▶ What to work on: Work out the number of lines in the records that include the word "fungus"; reply with that number alone.

▶ Dataset content:
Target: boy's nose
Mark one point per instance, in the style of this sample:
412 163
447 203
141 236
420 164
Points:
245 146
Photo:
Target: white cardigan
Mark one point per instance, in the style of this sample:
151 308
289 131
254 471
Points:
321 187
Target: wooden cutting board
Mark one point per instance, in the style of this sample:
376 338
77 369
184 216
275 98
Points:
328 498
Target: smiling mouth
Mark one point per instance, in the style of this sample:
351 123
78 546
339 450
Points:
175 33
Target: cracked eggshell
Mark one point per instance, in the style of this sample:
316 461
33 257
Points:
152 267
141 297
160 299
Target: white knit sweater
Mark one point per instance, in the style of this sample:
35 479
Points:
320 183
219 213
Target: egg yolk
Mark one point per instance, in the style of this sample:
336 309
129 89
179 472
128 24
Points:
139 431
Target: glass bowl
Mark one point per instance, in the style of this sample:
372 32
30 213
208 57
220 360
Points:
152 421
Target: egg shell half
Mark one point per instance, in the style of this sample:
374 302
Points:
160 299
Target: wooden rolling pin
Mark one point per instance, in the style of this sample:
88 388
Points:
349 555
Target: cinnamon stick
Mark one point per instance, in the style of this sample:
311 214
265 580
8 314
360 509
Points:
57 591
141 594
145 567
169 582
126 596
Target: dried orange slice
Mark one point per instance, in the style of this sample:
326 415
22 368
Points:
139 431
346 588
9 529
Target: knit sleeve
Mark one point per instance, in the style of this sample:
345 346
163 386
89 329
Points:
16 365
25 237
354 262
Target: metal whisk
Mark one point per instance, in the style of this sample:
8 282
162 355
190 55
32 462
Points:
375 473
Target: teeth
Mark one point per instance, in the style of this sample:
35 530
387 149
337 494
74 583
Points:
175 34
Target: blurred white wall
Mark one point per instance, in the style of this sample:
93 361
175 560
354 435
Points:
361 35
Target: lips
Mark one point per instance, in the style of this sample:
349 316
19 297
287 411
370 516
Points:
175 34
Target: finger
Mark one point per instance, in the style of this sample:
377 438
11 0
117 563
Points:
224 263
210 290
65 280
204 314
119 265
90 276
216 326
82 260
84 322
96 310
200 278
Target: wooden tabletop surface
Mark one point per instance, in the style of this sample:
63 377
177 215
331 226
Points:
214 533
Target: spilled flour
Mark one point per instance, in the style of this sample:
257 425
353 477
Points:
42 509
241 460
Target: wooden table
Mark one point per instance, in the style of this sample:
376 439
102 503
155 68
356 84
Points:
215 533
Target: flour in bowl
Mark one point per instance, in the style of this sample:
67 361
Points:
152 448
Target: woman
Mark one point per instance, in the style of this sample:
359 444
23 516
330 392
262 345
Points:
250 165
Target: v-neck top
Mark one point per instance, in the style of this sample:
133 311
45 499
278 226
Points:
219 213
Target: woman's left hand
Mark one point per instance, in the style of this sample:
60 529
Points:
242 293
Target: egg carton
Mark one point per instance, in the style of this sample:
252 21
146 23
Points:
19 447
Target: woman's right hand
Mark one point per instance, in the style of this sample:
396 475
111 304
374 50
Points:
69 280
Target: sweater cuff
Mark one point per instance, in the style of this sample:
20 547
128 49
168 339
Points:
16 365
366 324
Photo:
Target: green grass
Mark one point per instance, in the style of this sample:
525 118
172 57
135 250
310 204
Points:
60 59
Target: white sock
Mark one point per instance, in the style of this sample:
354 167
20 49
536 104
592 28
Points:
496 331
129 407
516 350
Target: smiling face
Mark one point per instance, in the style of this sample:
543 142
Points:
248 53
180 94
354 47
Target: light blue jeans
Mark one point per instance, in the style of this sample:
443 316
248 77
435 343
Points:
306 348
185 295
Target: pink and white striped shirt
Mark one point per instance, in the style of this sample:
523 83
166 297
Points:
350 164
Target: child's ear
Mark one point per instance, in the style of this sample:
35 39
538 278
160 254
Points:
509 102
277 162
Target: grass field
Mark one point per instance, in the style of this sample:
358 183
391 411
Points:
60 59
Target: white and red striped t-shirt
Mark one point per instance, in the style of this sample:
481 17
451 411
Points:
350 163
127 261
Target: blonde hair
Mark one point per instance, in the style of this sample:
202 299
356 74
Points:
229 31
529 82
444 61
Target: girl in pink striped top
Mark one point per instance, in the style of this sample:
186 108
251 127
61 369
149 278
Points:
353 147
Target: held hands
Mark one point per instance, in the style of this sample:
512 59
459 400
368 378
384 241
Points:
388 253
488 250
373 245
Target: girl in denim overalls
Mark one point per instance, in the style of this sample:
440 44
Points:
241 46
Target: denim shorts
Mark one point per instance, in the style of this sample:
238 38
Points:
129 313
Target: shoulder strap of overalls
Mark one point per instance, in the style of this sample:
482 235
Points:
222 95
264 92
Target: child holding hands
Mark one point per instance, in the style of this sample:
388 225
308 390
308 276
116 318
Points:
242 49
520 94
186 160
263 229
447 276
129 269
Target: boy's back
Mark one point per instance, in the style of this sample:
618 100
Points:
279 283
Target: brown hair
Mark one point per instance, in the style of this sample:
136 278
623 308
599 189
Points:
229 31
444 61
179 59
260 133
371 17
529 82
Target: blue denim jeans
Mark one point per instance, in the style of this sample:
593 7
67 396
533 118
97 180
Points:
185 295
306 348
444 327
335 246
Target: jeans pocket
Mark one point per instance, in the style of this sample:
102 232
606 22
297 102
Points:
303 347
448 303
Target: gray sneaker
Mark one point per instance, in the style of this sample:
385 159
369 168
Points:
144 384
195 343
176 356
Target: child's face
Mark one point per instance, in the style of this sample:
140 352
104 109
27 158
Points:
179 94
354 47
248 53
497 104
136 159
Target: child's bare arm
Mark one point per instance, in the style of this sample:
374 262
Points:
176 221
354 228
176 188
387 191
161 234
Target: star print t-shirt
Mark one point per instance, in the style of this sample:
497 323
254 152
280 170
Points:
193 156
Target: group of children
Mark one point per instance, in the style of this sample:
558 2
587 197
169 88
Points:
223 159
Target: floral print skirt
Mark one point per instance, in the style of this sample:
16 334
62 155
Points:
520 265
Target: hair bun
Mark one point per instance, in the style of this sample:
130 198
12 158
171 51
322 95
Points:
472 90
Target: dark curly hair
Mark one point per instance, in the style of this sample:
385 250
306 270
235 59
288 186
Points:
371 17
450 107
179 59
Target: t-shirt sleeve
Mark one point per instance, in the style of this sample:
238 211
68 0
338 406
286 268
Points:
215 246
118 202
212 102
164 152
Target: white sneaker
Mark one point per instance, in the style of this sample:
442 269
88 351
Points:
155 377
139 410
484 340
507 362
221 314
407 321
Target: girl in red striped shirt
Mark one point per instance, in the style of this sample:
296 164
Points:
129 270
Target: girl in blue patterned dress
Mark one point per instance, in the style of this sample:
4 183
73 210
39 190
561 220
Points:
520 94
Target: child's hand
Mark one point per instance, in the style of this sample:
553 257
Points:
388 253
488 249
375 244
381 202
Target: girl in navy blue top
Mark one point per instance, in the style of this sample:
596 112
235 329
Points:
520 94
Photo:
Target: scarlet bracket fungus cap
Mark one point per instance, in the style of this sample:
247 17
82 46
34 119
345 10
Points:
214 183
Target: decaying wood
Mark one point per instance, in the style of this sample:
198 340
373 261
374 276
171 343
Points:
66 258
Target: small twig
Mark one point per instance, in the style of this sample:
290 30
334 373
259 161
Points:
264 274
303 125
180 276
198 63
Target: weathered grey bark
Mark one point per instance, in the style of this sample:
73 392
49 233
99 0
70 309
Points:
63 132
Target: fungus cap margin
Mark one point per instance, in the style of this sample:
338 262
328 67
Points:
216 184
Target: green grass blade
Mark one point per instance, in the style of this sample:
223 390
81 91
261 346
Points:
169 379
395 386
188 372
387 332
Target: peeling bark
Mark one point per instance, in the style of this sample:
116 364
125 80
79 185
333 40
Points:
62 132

▶ Result of this task: 2